---- Dataset content
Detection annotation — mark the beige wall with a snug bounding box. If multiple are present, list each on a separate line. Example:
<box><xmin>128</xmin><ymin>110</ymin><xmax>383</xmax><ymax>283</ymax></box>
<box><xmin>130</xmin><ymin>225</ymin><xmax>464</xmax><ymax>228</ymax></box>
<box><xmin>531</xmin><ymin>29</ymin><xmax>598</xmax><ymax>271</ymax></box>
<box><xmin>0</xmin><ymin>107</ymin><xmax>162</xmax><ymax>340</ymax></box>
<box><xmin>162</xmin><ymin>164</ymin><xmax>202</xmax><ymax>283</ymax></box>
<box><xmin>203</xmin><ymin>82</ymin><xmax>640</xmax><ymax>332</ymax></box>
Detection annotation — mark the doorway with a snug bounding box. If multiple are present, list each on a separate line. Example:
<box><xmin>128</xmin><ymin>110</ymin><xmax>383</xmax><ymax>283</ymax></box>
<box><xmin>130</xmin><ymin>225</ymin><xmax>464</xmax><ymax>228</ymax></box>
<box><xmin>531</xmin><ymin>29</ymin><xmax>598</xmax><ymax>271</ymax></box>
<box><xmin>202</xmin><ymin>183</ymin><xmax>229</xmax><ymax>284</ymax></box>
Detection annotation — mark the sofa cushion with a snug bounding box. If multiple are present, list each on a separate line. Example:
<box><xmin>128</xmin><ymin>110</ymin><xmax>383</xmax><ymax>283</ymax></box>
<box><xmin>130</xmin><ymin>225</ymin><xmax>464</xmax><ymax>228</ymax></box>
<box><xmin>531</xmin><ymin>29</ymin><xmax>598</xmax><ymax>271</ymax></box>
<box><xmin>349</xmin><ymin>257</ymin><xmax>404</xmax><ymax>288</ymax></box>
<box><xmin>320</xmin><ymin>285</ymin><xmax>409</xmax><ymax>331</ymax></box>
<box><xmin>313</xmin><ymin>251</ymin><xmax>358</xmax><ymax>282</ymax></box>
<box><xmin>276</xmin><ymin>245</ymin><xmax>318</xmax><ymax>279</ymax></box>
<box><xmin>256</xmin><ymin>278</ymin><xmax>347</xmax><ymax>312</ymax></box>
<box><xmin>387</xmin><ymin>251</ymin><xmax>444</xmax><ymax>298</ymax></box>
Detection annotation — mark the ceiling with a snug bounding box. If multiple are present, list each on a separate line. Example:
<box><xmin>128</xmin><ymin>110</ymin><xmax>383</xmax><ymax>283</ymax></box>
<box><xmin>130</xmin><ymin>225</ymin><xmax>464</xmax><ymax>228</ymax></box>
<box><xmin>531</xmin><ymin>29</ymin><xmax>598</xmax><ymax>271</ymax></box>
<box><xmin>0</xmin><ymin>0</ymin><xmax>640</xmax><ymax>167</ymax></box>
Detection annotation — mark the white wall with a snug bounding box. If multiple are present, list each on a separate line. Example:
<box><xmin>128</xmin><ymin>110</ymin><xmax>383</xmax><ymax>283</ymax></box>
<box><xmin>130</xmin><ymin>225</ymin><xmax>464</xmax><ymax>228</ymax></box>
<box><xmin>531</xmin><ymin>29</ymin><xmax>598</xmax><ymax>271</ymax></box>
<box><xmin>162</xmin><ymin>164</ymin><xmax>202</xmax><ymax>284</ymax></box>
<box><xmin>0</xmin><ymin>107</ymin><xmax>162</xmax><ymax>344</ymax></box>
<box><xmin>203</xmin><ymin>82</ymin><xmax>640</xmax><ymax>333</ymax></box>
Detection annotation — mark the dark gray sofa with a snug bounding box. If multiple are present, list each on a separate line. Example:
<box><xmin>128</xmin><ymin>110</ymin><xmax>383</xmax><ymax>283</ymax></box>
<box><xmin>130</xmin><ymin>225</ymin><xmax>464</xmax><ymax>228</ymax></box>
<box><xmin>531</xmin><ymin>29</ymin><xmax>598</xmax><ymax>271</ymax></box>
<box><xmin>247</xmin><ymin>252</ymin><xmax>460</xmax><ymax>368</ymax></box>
--------
_Exercise aim_
Reproduce every line of the records above, character for character, with nothing changed.

_Solution to this task_
Detection annotation — mark the beige wall with a snug bounding box. If multiple are present, list each on a separate line. Example:
<box><xmin>128</xmin><ymin>110</ymin><xmax>383</xmax><ymax>283</ymax></box>
<box><xmin>130</xmin><ymin>225</ymin><xmax>464</xmax><ymax>228</ymax></box>
<box><xmin>531</xmin><ymin>29</ymin><xmax>598</xmax><ymax>271</ymax></box>
<box><xmin>0</xmin><ymin>107</ymin><xmax>162</xmax><ymax>340</ymax></box>
<box><xmin>162</xmin><ymin>164</ymin><xmax>202</xmax><ymax>283</ymax></box>
<box><xmin>203</xmin><ymin>82</ymin><xmax>640</xmax><ymax>332</ymax></box>
Detection annotation — mark the doorway with a snug bounding box. If multiple are present, list each on a separate line. Example:
<box><xmin>128</xmin><ymin>110</ymin><xmax>383</xmax><ymax>283</ymax></box>
<box><xmin>130</xmin><ymin>225</ymin><xmax>464</xmax><ymax>228</ymax></box>
<box><xmin>531</xmin><ymin>29</ymin><xmax>598</xmax><ymax>271</ymax></box>
<box><xmin>202</xmin><ymin>183</ymin><xmax>229</xmax><ymax>284</ymax></box>
Detection annotation — mark the sofa cushion with a snug bounding box. If multiple are present, list each on a separate line. Example:
<box><xmin>128</xmin><ymin>110</ymin><xmax>383</xmax><ymax>283</ymax></box>
<box><xmin>130</xmin><ymin>225</ymin><xmax>464</xmax><ymax>228</ymax></box>
<box><xmin>531</xmin><ymin>29</ymin><xmax>598</xmax><ymax>271</ymax></box>
<box><xmin>349</xmin><ymin>257</ymin><xmax>404</xmax><ymax>288</ymax></box>
<box><xmin>320</xmin><ymin>285</ymin><xmax>409</xmax><ymax>331</ymax></box>
<box><xmin>313</xmin><ymin>251</ymin><xmax>358</xmax><ymax>282</ymax></box>
<box><xmin>276</xmin><ymin>245</ymin><xmax>318</xmax><ymax>279</ymax></box>
<box><xmin>256</xmin><ymin>278</ymin><xmax>347</xmax><ymax>312</ymax></box>
<box><xmin>387</xmin><ymin>251</ymin><xmax>444</xmax><ymax>298</ymax></box>
Detection annotation — mark the ceiling with a snug bounding box. If multiple are present, list each on a separate line. Example:
<box><xmin>128</xmin><ymin>110</ymin><xmax>383</xmax><ymax>283</ymax></box>
<box><xmin>130</xmin><ymin>225</ymin><xmax>464</xmax><ymax>228</ymax></box>
<box><xmin>531</xmin><ymin>29</ymin><xmax>598</xmax><ymax>271</ymax></box>
<box><xmin>0</xmin><ymin>0</ymin><xmax>640</xmax><ymax>167</ymax></box>
Detection annotation — mark the white wall with a snug bounding box. If multiple are present, list each on a separate line. Example:
<box><xmin>128</xmin><ymin>110</ymin><xmax>383</xmax><ymax>283</ymax></box>
<box><xmin>130</xmin><ymin>225</ymin><xmax>464</xmax><ymax>228</ymax></box>
<box><xmin>531</xmin><ymin>29</ymin><xmax>598</xmax><ymax>271</ymax></box>
<box><xmin>162</xmin><ymin>164</ymin><xmax>202</xmax><ymax>284</ymax></box>
<box><xmin>0</xmin><ymin>107</ymin><xmax>162</xmax><ymax>344</ymax></box>
<box><xmin>203</xmin><ymin>82</ymin><xmax>640</xmax><ymax>333</ymax></box>
Detection annotation — mark the dark gray sofa with a snug bounding box. If multiple are present, list each on a separate line. Example:
<box><xmin>128</xmin><ymin>110</ymin><xmax>383</xmax><ymax>283</ymax></box>
<box><xmin>130</xmin><ymin>225</ymin><xmax>464</xmax><ymax>228</ymax></box>
<box><xmin>531</xmin><ymin>29</ymin><xmax>598</xmax><ymax>271</ymax></box>
<box><xmin>247</xmin><ymin>252</ymin><xmax>460</xmax><ymax>368</ymax></box>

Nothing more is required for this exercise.